SELECTED PASSAGE:

[BEGIN]

Tracks
9/24/2015
Crossroads
2015
6.75" x 10"
oil on panel
Switcher
2015
6.75" x 10"
oil on panel

Railroads hold a special fascination for me, often evoking strong and wonderful feelings about places and travel despite some dark environmental realities. I can vividly recall being thrilled at seeing a steam locomotive pulling a train on the Long Island Railroad when I was waiting at a grade crossing in the 1950's. I've hopped freight trains and ridden from coast-to-coast and on short trips many times. The Santa Fe railyard was next to my little adobe house in Albuquerque and sometimes I'd grab the twice daily coal train to LA and back, riding through the Mojave desert in comfort in one of the multiple (unoccupied) engines they needed to get over the mountains.

My first freight ride was out of Portland, heading back east to attend the Rhode Island School of Design as a freshman in the late summer of 1971. I'd been hitchiking and camping my way through the west and was told not to risk the Southern Pacific out of San Francisco because I'd get kicked off the train in Sparks, Nevada where they trained their yard bulls (RR police). Everyone said the Burlington Northern out of Portland was the road to ride so I headed that way.

[END]

WHAT TO PRODUCE:
Please copy the railroad passage between "Railroads hold a" and "over the mountains.", inclusive, and swap in "ore train" for "coal train".

DATA LINES:

[BEGIN]

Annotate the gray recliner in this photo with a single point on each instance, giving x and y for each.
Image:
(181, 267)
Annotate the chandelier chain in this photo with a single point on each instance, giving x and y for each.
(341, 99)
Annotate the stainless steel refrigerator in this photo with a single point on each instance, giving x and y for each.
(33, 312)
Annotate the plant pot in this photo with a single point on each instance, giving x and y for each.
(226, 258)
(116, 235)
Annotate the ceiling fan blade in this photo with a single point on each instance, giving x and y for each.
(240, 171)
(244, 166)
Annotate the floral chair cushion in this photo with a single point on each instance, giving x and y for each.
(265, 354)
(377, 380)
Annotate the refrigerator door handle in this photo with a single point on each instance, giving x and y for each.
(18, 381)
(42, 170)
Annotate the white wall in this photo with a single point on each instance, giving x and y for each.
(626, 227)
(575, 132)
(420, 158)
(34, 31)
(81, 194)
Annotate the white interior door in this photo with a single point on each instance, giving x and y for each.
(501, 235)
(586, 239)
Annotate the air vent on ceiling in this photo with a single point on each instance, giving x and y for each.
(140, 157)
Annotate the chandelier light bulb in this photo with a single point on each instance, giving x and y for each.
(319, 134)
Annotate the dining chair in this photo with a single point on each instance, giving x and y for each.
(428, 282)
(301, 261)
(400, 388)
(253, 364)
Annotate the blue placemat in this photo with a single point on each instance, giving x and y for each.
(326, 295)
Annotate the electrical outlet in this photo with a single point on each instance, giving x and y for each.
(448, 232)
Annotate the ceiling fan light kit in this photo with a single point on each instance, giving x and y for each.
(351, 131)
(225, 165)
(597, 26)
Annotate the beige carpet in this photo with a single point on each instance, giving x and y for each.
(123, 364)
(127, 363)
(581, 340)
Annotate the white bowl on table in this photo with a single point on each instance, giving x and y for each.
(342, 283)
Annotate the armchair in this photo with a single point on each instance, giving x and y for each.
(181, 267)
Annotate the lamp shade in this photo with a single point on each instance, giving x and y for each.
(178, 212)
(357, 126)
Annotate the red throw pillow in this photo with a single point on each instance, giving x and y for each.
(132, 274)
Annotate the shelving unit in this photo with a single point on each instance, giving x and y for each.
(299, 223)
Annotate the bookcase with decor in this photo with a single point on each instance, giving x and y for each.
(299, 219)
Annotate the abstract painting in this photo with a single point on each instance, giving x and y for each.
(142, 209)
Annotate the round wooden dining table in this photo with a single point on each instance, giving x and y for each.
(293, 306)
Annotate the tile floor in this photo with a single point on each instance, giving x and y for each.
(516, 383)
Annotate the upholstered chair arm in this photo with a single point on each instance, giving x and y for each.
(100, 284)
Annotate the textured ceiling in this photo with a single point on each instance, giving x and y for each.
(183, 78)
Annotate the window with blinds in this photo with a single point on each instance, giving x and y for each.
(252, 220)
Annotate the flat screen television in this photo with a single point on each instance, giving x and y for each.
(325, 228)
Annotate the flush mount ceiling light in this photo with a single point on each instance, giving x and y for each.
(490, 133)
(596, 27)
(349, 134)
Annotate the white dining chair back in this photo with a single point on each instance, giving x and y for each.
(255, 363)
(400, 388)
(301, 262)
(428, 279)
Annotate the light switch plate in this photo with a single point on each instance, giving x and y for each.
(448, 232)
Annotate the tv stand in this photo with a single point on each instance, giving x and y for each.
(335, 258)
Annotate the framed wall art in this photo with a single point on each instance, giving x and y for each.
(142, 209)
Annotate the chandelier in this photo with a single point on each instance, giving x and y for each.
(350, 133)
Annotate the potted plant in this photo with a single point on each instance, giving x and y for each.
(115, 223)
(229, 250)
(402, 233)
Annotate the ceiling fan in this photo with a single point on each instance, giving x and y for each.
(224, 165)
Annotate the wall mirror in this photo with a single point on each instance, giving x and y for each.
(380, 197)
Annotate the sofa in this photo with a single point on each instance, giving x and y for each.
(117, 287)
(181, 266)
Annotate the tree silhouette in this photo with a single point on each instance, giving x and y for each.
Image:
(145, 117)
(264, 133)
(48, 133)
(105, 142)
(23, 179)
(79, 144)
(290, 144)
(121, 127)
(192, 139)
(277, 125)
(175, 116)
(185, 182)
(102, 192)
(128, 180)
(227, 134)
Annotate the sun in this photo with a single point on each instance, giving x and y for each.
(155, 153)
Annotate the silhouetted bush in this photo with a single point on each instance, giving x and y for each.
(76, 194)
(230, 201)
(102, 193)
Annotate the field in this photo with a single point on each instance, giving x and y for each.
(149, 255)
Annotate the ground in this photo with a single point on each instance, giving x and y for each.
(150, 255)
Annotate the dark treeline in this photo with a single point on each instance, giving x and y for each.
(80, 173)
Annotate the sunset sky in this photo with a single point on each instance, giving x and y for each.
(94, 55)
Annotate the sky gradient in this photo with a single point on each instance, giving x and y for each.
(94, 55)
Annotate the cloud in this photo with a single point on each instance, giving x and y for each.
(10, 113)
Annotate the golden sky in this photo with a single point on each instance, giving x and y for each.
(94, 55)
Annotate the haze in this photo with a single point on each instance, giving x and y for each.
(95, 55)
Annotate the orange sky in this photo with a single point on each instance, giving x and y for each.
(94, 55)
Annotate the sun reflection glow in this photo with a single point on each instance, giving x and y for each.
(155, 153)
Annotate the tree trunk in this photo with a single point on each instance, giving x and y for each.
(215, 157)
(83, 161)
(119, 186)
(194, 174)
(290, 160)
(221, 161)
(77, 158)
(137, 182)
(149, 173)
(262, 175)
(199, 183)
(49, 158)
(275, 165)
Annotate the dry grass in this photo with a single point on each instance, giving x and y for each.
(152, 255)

[END]

EXPECTED ANSWER:
Railroads hold a special fascination for me, often evoking strong and wonderful feelings about places and travel despite some dark environmental realities. I can vividly recall being thrilled at seeing a steam locomotive pulling a train on the Long Island Railroad when I was waiting at a grade crossing in the 1950's. I've hopped freight trains and ridden from coast-to-coast and on short trips many times. The Santa Fe railyard was next to my little adobe house in Albuquerque and sometimes I'd grab the twice daily ore train to LA and back, riding through the Mojave desert in comfort in one of the multiple (unoccupied) engines they needed to get over the mountains.